Start of Listed entries
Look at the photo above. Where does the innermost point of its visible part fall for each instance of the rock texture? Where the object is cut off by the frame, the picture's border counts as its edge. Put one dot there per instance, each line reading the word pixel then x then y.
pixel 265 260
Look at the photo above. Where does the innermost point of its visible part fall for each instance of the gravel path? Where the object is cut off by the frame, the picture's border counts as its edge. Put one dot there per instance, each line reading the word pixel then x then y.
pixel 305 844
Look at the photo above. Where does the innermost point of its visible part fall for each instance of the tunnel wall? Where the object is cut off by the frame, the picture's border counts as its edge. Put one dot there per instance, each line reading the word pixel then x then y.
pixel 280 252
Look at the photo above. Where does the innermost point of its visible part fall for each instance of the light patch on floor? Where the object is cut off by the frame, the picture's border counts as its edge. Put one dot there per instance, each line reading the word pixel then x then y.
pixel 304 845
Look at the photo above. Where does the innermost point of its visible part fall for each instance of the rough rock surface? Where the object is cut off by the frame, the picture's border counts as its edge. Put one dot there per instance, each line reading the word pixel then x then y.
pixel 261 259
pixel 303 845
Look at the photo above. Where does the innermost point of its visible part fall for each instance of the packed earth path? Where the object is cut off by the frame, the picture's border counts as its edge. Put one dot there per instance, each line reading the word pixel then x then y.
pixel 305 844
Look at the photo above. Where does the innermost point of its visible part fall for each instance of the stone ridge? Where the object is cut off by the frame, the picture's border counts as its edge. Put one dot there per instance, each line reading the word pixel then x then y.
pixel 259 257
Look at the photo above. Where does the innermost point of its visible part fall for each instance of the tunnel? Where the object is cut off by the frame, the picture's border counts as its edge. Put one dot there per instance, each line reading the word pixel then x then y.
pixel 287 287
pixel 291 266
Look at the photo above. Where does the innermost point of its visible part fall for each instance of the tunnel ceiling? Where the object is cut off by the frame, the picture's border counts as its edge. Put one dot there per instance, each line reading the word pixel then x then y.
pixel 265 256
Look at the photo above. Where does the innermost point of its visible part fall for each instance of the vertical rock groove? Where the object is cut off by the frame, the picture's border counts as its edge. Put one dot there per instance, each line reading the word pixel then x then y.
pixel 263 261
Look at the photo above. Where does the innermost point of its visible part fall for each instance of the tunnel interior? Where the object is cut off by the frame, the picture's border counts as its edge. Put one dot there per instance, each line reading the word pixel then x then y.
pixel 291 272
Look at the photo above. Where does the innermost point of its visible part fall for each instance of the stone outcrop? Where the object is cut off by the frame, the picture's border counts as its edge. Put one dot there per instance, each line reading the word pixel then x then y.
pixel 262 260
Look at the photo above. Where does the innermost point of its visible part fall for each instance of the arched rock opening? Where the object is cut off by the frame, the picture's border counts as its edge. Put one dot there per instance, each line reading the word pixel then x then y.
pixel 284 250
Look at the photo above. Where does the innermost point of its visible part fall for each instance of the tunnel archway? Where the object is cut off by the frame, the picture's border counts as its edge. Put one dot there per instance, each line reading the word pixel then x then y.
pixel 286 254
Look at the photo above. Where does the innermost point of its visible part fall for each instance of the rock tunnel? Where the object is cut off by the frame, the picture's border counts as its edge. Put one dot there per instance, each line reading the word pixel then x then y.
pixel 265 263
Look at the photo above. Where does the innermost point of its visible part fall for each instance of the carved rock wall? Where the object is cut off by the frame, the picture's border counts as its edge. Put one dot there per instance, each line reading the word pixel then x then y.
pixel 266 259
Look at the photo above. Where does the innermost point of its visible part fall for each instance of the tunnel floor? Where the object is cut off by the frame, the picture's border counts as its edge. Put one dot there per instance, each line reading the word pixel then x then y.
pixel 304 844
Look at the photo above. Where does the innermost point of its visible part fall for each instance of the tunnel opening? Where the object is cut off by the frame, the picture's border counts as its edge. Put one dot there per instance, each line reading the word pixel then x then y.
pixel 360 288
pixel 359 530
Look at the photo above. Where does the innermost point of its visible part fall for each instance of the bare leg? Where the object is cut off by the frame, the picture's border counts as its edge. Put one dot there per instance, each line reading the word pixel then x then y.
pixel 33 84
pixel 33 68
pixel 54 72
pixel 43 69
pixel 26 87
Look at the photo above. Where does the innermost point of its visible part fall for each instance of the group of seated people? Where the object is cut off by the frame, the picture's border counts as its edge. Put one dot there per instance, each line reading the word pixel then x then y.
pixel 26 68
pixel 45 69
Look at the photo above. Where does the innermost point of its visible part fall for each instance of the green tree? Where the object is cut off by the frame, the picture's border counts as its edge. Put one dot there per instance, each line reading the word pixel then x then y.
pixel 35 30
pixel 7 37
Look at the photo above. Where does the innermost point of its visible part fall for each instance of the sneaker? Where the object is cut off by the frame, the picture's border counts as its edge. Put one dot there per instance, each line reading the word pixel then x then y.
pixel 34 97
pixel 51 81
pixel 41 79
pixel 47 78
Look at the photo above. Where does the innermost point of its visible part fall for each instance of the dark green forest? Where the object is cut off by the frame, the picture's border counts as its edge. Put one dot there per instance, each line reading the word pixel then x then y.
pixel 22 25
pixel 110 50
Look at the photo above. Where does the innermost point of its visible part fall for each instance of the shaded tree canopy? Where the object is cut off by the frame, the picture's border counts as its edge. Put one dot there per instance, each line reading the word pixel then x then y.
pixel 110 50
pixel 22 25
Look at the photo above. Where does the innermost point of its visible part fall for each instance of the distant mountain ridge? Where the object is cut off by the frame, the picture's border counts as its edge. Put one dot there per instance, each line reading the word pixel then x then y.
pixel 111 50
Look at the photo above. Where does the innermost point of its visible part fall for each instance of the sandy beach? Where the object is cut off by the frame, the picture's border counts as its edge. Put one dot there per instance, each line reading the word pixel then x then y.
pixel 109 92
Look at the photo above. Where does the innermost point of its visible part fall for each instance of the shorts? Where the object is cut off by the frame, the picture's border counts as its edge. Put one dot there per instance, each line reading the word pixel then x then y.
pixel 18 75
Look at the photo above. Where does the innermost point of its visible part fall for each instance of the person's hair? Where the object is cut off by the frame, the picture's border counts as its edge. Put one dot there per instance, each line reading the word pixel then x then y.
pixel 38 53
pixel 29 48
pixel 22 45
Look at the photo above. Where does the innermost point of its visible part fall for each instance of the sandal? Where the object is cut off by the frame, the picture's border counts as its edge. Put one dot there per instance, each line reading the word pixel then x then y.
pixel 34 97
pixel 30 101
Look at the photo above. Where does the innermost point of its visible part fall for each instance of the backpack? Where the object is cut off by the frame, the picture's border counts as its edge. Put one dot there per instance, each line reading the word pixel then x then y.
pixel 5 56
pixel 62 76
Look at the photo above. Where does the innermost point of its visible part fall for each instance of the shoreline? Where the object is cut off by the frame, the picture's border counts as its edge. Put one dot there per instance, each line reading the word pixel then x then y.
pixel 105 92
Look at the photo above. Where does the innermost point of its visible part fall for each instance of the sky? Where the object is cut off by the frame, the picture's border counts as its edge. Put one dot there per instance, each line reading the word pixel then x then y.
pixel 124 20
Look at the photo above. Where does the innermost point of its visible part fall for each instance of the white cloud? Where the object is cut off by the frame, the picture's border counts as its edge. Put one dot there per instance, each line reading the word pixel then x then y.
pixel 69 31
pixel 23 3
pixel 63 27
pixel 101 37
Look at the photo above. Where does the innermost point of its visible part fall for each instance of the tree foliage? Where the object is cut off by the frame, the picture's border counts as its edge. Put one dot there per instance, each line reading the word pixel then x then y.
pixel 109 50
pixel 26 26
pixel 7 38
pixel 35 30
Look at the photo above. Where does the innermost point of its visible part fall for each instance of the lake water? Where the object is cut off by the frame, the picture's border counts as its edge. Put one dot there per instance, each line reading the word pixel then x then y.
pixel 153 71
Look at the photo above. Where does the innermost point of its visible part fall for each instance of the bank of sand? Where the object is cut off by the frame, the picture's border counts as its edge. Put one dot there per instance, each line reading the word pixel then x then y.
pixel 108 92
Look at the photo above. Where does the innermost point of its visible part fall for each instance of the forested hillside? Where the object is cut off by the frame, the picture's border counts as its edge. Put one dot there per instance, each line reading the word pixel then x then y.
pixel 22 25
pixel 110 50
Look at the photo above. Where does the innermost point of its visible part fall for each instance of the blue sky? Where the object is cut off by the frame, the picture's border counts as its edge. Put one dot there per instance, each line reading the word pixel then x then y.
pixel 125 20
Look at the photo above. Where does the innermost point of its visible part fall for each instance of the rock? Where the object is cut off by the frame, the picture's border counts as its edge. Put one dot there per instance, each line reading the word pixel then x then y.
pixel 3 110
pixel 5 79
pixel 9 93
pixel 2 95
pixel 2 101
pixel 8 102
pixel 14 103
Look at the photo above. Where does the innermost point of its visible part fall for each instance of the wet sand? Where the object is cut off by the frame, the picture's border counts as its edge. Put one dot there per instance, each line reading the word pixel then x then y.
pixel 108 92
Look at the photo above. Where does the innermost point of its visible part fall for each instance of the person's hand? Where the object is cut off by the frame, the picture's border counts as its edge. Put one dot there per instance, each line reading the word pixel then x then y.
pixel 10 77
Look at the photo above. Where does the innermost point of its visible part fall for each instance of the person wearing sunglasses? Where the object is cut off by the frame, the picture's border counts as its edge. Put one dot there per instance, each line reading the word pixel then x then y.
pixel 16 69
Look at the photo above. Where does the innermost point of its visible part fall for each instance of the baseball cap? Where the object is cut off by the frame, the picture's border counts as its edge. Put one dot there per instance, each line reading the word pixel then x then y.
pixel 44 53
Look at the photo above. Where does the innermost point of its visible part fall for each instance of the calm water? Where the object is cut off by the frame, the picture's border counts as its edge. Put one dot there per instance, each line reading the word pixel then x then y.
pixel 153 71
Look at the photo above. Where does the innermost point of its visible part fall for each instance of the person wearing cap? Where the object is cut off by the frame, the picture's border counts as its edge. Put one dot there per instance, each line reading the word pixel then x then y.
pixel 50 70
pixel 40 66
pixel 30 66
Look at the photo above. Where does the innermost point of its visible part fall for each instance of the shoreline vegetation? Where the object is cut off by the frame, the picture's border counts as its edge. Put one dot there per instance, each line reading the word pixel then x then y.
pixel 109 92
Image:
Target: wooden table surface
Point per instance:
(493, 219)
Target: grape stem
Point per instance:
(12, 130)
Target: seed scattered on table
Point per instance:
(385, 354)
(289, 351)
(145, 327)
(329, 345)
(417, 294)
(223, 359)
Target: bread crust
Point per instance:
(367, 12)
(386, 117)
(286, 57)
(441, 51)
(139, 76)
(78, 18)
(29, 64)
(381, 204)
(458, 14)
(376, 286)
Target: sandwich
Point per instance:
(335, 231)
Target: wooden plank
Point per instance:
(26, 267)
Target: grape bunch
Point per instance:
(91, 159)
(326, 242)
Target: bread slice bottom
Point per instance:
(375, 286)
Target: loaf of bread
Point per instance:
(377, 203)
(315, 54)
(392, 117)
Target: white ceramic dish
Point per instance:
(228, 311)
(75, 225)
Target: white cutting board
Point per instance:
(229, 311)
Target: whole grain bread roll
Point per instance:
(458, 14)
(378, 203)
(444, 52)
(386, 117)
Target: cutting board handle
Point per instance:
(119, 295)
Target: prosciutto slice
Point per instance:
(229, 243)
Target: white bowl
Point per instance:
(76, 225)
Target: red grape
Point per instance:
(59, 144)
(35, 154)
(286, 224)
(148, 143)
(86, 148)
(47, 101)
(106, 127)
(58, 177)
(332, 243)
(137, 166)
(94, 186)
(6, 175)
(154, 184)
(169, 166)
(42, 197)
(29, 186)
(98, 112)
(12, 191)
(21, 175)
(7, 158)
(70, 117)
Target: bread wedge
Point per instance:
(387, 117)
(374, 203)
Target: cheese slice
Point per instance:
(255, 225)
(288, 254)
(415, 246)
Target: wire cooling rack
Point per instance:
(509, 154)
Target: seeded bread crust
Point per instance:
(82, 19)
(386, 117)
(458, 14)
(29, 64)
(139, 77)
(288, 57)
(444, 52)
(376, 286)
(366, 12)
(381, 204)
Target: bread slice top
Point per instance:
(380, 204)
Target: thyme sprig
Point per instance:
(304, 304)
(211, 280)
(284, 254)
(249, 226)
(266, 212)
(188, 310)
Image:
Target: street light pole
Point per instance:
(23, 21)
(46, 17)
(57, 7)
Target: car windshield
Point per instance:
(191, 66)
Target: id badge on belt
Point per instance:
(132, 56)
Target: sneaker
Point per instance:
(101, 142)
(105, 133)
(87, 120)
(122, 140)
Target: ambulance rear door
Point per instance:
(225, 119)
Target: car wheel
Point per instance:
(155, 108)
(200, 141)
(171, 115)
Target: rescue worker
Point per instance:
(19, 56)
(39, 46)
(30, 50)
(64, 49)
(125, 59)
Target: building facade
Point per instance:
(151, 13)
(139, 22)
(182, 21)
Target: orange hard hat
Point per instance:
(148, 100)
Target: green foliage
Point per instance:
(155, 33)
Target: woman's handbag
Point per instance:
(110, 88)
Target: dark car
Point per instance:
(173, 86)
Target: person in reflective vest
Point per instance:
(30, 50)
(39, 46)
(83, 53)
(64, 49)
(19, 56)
End of Listed entries
What needs to be done: Tell me how many lines in the entries contain the string "grape", and give nothing besides that number.

Reply to the task: 3